----- Les données

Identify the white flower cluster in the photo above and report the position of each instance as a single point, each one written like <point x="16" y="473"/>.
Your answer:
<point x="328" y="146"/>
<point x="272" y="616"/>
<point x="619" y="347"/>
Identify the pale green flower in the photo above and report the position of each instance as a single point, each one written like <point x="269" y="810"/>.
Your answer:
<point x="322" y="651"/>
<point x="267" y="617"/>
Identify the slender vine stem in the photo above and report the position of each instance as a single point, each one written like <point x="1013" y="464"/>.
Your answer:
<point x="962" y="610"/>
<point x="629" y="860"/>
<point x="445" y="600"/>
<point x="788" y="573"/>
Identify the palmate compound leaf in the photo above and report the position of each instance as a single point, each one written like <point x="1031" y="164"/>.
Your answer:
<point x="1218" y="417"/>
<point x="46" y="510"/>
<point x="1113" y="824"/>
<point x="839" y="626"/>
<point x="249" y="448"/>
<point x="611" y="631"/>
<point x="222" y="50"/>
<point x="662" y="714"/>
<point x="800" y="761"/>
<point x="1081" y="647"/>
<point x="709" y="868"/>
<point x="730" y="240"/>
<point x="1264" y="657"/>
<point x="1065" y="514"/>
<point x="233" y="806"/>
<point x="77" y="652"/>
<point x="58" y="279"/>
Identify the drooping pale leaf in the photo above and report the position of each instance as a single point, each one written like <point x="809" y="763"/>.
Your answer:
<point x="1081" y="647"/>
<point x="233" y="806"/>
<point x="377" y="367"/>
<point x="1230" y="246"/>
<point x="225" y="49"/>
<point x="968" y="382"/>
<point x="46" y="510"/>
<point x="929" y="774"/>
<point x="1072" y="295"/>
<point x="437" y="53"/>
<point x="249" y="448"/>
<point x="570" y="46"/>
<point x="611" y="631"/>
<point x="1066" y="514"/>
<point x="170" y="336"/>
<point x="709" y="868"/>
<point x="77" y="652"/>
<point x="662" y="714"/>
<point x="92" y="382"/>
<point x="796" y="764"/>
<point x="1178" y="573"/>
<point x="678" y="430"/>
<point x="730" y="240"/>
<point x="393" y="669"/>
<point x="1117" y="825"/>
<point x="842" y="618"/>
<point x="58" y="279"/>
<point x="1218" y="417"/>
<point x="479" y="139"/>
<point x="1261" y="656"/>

----------

- _La consigne_
Pouvez-vous convertir en CSV à deux colonnes, « texte » et « reponse », les lignes allant de celle qui contient « Identify the palmate » jusqu'à la dernière ligne incluse ? Chaque rangée doit réunir un texte et sa réponse, chacun dans un seul champ entre guillemets, avec les sauts de ligne remplacés par des espaces.

- _Solution du problème_
texte,reponse
"Identify the palmate compound leaf in the photo above and report the position of each instance as a single point, each one written like <point x=""1031"" y=""164""/>. Your answer:","<point x=""1218"" y=""417""/> <point x=""46"" y=""510""/> <point x=""1113"" y=""824""/> <point x=""839"" y=""626""/> <point x=""249"" y=""448""/> <point x=""611"" y=""631""/> <point x=""222"" y=""50""/> <point x=""662"" y=""714""/> <point x=""800"" y=""761""/> <point x=""1081"" y=""647""/> <point x=""709"" y=""868""/> <point x=""730"" y=""240""/> <point x=""1264"" y=""657""/> <point x=""1065"" y=""514""/> <point x=""233"" y=""806""/> <point x=""77"" y=""652""/> <point x=""58"" y=""279""/>"
"Identify the drooping pale leaf in the photo above and report the position of each instance as a single point, each one written like <point x=""809"" y=""763""/>. Your answer:","<point x=""1081"" y=""647""/> <point x=""233"" y=""806""/> <point x=""377"" y=""367""/> <point x=""1230"" y=""246""/> <point x=""225"" y=""49""/> <point x=""968"" y=""382""/> <point x=""46"" y=""510""/> <point x=""929"" y=""774""/> <point x=""1072"" y=""295""/> <point x=""437"" y=""53""/> <point x=""249"" y=""448""/> <point x=""570"" y=""46""/> <point x=""611"" y=""631""/> <point x=""1066"" y=""514""/> <point x=""170"" y=""336""/> <point x=""709"" y=""868""/> <point x=""77"" y=""652""/> <point x=""662"" y=""714""/> <point x=""92"" y=""382""/> <point x=""796"" y=""764""/> <point x=""1178"" y=""573""/> <point x=""678"" y=""430""/> <point x=""730"" y=""240""/> <point x=""393"" y=""669""/> <point x=""1117"" y=""825""/> <point x=""842"" y=""618""/> <point x=""58"" y=""279""/> <point x=""1218"" y=""417""/> <point x=""479"" y=""139""/> <point x=""1261"" y=""656""/>"